## MATERIALS PROVIDED
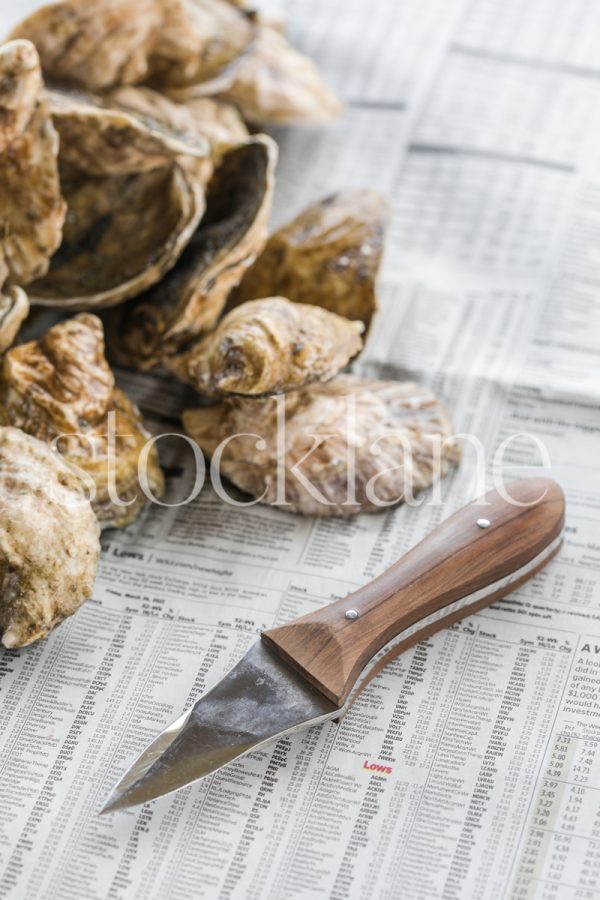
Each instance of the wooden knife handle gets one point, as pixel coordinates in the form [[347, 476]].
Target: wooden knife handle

==

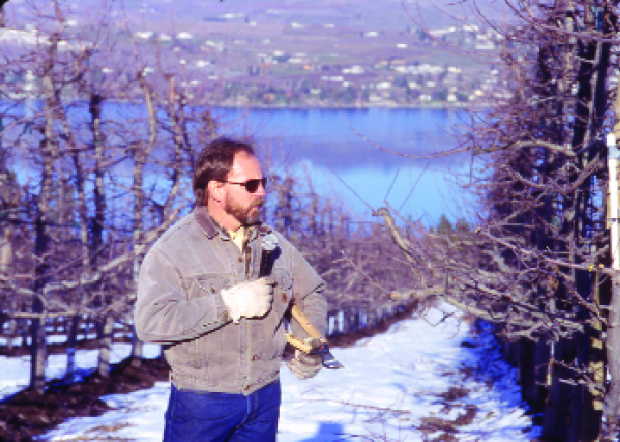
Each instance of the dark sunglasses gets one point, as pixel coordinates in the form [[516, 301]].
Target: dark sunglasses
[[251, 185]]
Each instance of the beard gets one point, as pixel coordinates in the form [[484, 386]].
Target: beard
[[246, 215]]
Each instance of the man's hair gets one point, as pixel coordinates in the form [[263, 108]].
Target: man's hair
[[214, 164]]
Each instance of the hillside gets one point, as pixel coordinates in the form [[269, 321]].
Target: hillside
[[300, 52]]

## WHAT TO WORK ON
Copy the records word for word, from the line containing "Each instance of the man's" down to the line containing "[[300, 52]]", with both of those lines included.

## COMPLETE RESPONSE
Each instance of the man's hair gets one point, as pixel coordinates in the form [[263, 108]].
Target: man's hair
[[214, 164]]
Each instance of the hillside gets one point, as pixel coordinates in the form [[269, 321]].
Target: hillside
[[300, 52]]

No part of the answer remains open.